Antonina Makarova, known as ‘Tonya the Machine Gun Girl’, was a Soviet war criminal and Nazi collaborator. In her early twenties, she executed over 2,000 people with a Maxim machine gun; she then escaped capture for the next thirty years over a case of mistaken identity. Makarova was one of three women hung in the USSR.
Antonina Parfenova was born in Soviet Russia in 1920 in a village near Smolensk. She was the first in her family to attend school. When asked by her teacher on the first day, she could not remember her surname. Knowing her father was called Makar, the teacher noted her name as ‘Antonina Makarova’.
When Germany invaded the USSR in 1941, Makarova joined the Red Army as a nurse. By January, the 21-year-old Makarova stranded behind enemy lines. Starving and distraught, she travelled from house to house looking for shelter. A month or two later, Nazi collaborators offered her a job. They needed an executioner, and Makarova accepted.

Bronislav Kaminski was a Russian engineer and anti-communist who offered his services to the Nazis when they took over his region. With Nazi support, Kaminski formed a brigade of anti-Soviet Russians under the SS around the town of Lokot. They assisted the Nazi occupiers by fighting the Soviet partisans operating in the woods.
Every day, the Kaminski Brigade captured partisans and their families and crowded them into a jailhouse which could fit 27 people. The following day, the collaborators led them to a ditch where Antonina Makarova mowed them down with a machine gun. She was allowed to chose clothes from the dead and spent her evenings with SS officers and local prostitutes. As Makarova killed up to 27 people a day, by 1942, her victims numbered over 15,000. Partisans called her ‘Tonya the Machine Gun Girl’.
Makarova later said:

I did not know who I killed. They did not know me. So I was not ashamed before them. Sometimes, you shoot, you come closer, and some people still move. Then I shot again in the head…. All those sentenced to death were the same for me. Only their number changed. Usually I was ordered to kill a group of 27 people–so many partisans fit into the room for execution…. At the command of the authorities, I knelt and shot at people until they fell to the ground.
By 1942, Makarova and the local prostitutes had contracted a sexually transmitted disease and were relocated to a hospital further behind the lines. When the Red Army reclaimed Lokot two years later, they could not find the notorious executioner.
When the war ended, Makarova slipped back into civilian life. The KGB, who were responsible for tracking down war criminals, were looking for an Antonina Makarova, unaware her real name was Parfenova.
Makarova married Victor Ginsburg, whose family had perished in the Holocaust. She lived the respectable life of a veteran for the next thirty years, built a good reputation in her village and had two daughters. The KGB assumed Makarova had died.
In 1977, a Soviet diplomat named Parfenov applied for a passport. As part of the process, he listed all his immediate family members. One name stood out to the officials processing his application – Antonina Ginsberg’s maiden name was not Parfenova like her siblings, but Makarova. Unwilling to try an innocent, the KGB spied on Makarova for the next year until eyewitnesses confirmed she was Tonya the Machine Gun Girl.

The KGB arrested Makarova in 1978 and tried her for murdering over 150 prisoners of war. She had killed more, but only 150 of the victims could be identified. Now 56, Makarova freely admitted to everything she had done but was surprised when the KGB sentenced her to death. She was executed by firing squad.

◆ Task statement: List every year written as a four-digit number in the passage about Antonina Makarova, giving each year once.

◆ Supplied entries:
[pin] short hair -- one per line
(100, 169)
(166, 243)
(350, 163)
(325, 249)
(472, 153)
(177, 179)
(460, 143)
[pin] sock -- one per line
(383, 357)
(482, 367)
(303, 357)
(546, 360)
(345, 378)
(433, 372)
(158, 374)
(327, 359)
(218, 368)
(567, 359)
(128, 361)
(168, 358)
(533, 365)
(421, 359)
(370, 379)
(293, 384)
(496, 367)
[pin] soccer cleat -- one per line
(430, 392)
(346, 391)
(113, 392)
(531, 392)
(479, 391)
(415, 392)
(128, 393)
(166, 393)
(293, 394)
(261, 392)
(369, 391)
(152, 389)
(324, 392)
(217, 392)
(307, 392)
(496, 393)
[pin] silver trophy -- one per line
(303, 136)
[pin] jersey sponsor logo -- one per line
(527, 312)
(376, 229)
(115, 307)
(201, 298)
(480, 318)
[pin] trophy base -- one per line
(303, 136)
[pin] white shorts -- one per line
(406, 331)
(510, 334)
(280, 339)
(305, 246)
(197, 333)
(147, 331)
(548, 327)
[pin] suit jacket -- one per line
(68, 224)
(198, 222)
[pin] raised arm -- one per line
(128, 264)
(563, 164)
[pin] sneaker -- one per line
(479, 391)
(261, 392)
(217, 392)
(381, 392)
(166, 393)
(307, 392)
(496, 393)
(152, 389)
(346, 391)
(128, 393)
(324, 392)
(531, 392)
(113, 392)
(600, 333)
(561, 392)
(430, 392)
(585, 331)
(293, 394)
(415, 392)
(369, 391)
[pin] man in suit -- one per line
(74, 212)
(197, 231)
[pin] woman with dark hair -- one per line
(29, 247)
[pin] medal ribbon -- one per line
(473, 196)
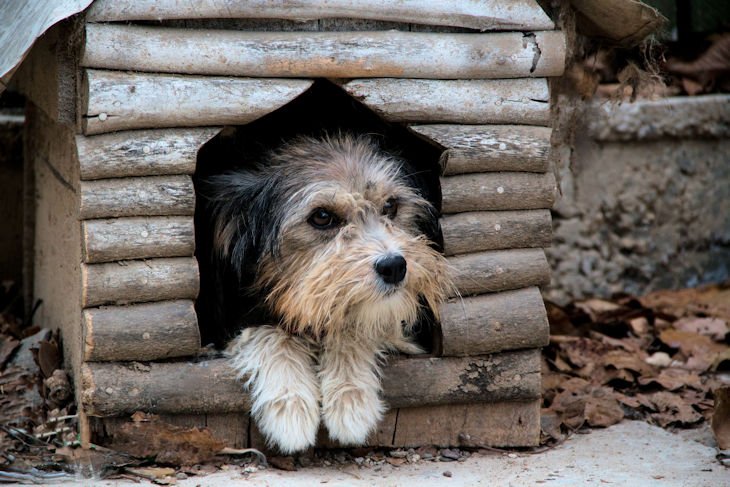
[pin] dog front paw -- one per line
(352, 415)
(290, 423)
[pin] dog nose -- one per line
(392, 269)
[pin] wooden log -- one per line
(493, 230)
(498, 191)
(151, 331)
(112, 101)
(232, 428)
(494, 15)
(141, 152)
(484, 148)
(523, 101)
(137, 238)
(150, 196)
(507, 376)
(210, 386)
(373, 54)
(139, 281)
(490, 323)
(499, 270)
(499, 424)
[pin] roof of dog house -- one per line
(124, 95)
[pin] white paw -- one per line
(279, 374)
(290, 423)
(352, 415)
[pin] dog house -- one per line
(124, 96)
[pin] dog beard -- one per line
(332, 236)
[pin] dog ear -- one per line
(428, 218)
(237, 206)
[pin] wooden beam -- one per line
(499, 270)
(507, 376)
(494, 15)
(151, 331)
(498, 424)
(374, 54)
(493, 230)
(150, 196)
(485, 148)
(210, 386)
(113, 100)
(139, 281)
(498, 191)
(520, 101)
(137, 238)
(141, 152)
(496, 322)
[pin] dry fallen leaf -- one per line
(721, 418)
(715, 328)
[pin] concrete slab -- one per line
(631, 453)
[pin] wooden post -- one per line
(210, 386)
(139, 281)
(490, 323)
(151, 331)
(374, 54)
(141, 152)
(523, 101)
(154, 195)
(493, 230)
(487, 148)
(137, 238)
(498, 191)
(112, 100)
(499, 270)
(494, 15)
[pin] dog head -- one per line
(333, 235)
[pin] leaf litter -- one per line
(662, 358)
(659, 358)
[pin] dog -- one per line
(327, 236)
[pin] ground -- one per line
(629, 453)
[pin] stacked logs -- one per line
(141, 133)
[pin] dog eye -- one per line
(323, 219)
(390, 208)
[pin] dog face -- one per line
(332, 233)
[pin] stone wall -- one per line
(646, 203)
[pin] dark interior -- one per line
(324, 108)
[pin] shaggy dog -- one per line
(328, 234)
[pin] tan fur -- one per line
(330, 300)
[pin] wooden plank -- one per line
(112, 101)
(210, 386)
(137, 238)
(233, 428)
(506, 376)
(141, 152)
(151, 331)
(139, 281)
(498, 191)
(50, 149)
(494, 15)
(485, 148)
(148, 196)
(499, 270)
(494, 230)
(47, 77)
(370, 54)
(499, 424)
(520, 101)
(495, 322)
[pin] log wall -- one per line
(149, 96)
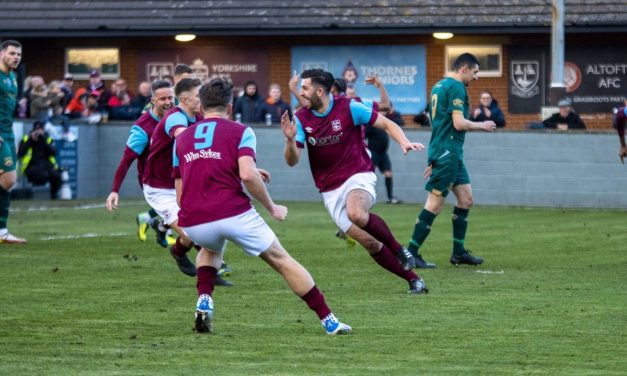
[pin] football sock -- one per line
(377, 227)
(460, 225)
(315, 301)
(421, 230)
(145, 217)
(205, 279)
(5, 202)
(179, 249)
(388, 187)
(386, 259)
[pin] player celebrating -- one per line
(342, 169)
(157, 179)
(10, 57)
(137, 148)
(446, 172)
(213, 158)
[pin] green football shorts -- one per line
(447, 172)
(8, 155)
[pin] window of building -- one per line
(490, 58)
(80, 61)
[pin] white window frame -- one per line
(476, 50)
(93, 63)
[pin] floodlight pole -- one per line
(557, 89)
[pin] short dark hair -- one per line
(216, 93)
(8, 43)
(182, 68)
(465, 59)
(319, 77)
(159, 84)
(186, 84)
(340, 85)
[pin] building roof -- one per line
(158, 17)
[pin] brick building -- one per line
(263, 37)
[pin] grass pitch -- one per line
(84, 296)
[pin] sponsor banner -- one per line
(241, 64)
(402, 70)
(595, 77)
(526, 79)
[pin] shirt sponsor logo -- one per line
(326, 140)
(524, 78)
(203, 154)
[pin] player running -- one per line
(137, 146)
(446, 171)
(213, 158)
(342, 169)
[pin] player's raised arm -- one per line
(291, 152)
(384, 97)
(462, 124)
(397, 134)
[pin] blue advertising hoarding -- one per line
(402, 69)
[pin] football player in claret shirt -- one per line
(157, 181)
(137, 145)
(213, 158)
(446, 171)
(342, 170)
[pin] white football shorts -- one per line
(248, 230)
(164, 202)
(335, 200)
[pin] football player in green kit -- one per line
(10, 57)
(449, 107)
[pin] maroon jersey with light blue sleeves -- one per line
(335, 144)
(206, 159)
(136, 148)
(158, 170)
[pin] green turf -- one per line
(108, 304)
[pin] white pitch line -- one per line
(489, 272)
(80, 236)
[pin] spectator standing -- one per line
(488, 110)
(40, 103)
(271, 110)
(38, 159)
(10, 57)
(143, 96)
(96, 84)
(120, 107)
(30, 83)
(565, 119)
(248, 104)
(620, 120)
(67, 86)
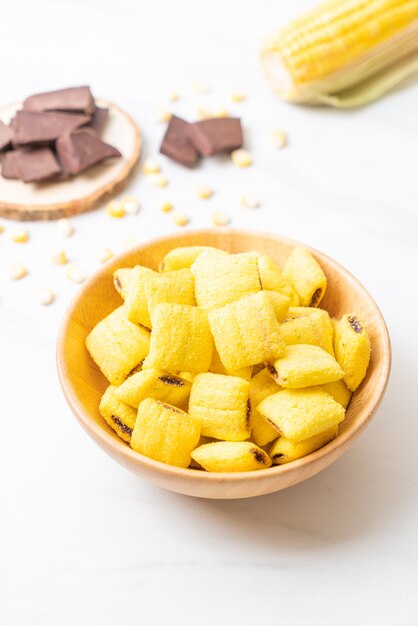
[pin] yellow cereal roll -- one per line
(183, 257)
(272, 279)
(121, 280)
(220, 404)
(246, 332)
(136, 306)
(148, 289)
(165, 433)
(221, 279)
(120, 416)
(156, 384)
(301, 413)
(339, 391)
(308, 325)
(352, 349)
(280, 304)
(231, 456)
(303, 365)
(216, 367)
(180, 340)
(283, 450)
(306, 276)
(117, 346)
(261, 386)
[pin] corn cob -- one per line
(344, 52)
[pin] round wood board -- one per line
(52, 200)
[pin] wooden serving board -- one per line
(52, 200)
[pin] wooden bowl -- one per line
(83, 384)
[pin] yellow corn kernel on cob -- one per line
(216, 367)
(220, 279)
(121, 280)
(156, 384)
(220, 404)
(308, 325)
(352, 349)
(136, 306)
(165, 433)
(272, 279)
(231, 456)
(306, 276)
(280, 304)
(261, 386)
(339, 391)
(183, 257)
(301, 413)
(283, 450)
(303, 365)
(120, 416)
(117, 346)
(180, 340)
(340, 44)
(246, 332)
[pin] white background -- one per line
(84, 542)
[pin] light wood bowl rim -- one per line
(333, 449)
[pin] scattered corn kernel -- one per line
(105, 254)
(174, 96)
(180, 219)
(65, 227)
(115, 208)
(158, 180)
(60, 258)
(238, 96)
(131, 205)
(249, 202)
(75, 274)
(163, 115)
(46, 296)
(241, 158)
(204, 192)
(279, 139)
(220, 219)
(150, 166)
(166, 206)
(20, 235)
(17, 271)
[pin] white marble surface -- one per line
(84, 542)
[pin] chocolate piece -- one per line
(29, 127)
(5, 136)
(99, 119)
(82, 148)
(8, 164)
(77, 99)
(30, 165)
(176, 143)
(216, 135)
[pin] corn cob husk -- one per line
(345, 52)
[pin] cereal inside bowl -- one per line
(225, 362)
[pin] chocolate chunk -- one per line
(30, 165)
(176, 143)
(216, 135)
(77, 99)
(99, 119)
(8, 164)
(82, 148)
(5, 136)
(29, 127)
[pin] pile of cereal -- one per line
(224, 362)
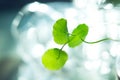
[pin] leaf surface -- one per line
(78, 35)
(54, 59)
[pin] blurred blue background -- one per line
(8, 11)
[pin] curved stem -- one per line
(61, 50)
(99, 40)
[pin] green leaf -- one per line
(77, 35)
(54, 59)
(60, 31)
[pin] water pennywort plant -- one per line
(54, 59)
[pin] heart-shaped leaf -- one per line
(54, 59)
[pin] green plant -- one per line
(54, 59)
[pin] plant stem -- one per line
(99, 40)
(61, 50)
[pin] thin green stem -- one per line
(99, 40)
(61, 50)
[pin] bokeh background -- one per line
(8, 10)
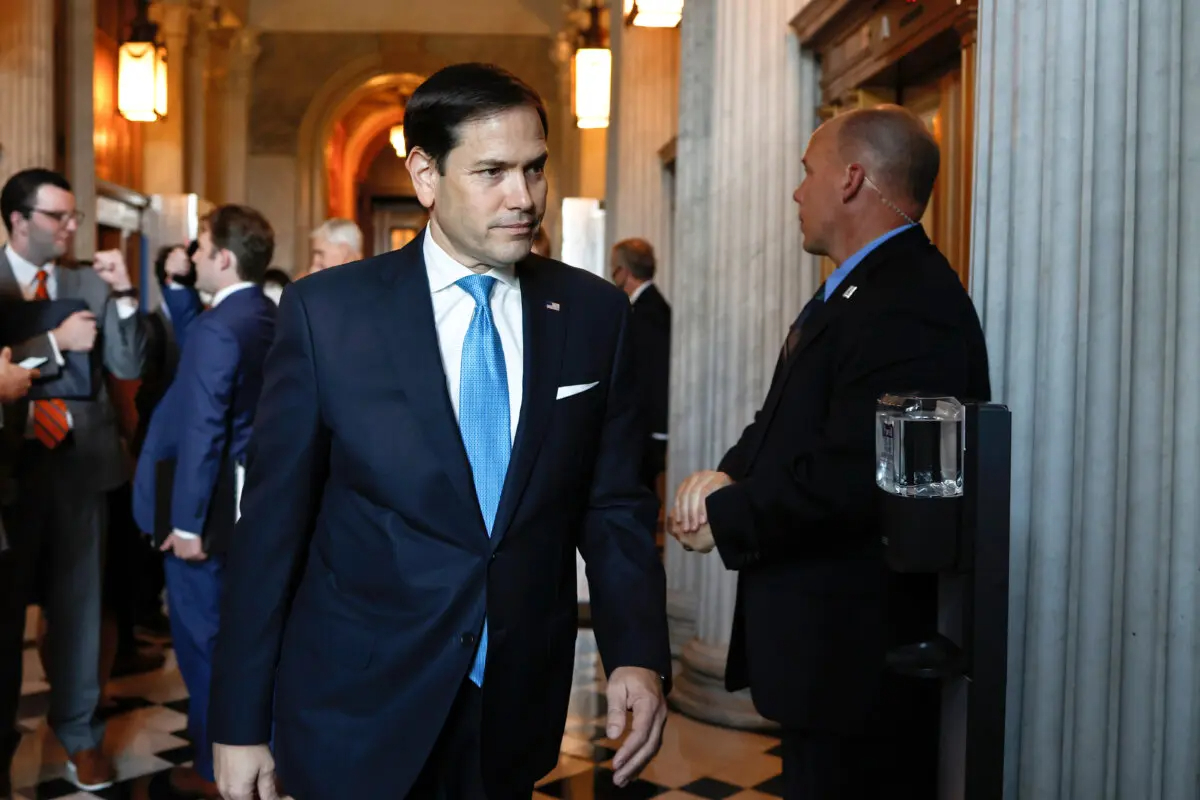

◆ Response for this exercise: 1920, 1941, 1942, 1977, 1978